Written request: Number each line of the items below, from the line containing "Pick out the beige" through the last line of the items, both included, one entry per line with blank lines left out. Keep the pictures out of your answer.

Data:

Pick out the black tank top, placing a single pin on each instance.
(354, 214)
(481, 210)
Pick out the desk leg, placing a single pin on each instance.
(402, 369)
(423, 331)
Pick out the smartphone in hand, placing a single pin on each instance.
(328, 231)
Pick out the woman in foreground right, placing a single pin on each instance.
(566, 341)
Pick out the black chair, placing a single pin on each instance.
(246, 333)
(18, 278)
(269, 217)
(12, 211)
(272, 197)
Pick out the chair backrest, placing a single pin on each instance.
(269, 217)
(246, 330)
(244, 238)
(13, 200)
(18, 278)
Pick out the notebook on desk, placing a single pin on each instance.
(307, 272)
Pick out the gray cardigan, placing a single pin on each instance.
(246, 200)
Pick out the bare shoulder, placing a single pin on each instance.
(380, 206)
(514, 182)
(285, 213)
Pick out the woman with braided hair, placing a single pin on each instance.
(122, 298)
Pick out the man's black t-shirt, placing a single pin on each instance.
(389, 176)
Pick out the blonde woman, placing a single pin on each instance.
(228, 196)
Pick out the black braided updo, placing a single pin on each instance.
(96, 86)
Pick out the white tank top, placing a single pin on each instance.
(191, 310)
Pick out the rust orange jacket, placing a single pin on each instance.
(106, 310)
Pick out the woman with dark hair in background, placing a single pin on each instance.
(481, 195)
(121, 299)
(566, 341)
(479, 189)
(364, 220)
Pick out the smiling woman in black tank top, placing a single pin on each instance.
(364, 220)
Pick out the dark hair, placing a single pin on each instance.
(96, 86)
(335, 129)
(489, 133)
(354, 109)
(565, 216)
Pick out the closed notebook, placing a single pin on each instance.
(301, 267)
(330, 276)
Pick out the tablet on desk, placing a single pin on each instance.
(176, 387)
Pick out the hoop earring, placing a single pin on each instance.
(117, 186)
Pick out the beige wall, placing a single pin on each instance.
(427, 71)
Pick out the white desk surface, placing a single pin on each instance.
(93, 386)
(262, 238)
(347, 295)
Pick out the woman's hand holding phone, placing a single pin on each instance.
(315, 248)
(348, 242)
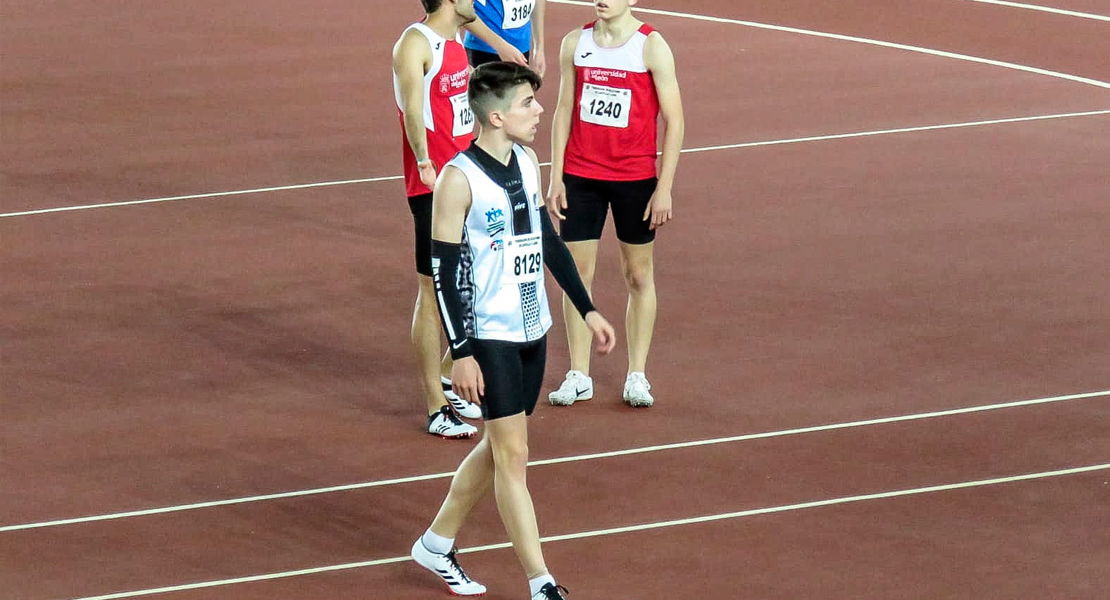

Task answer:
1. Pick out the beige wall, placing a single pin on each instance.
2. (427, 71)
3. Pick out the white desk surface, placing a single pin on each instance.
4. (93, 386)
5. (262, 238)
6. (347, 295)
7. Pick out the woman's hand holding phone, placing a single pin on each instance.
8. (315, 248)
9. (348, 242)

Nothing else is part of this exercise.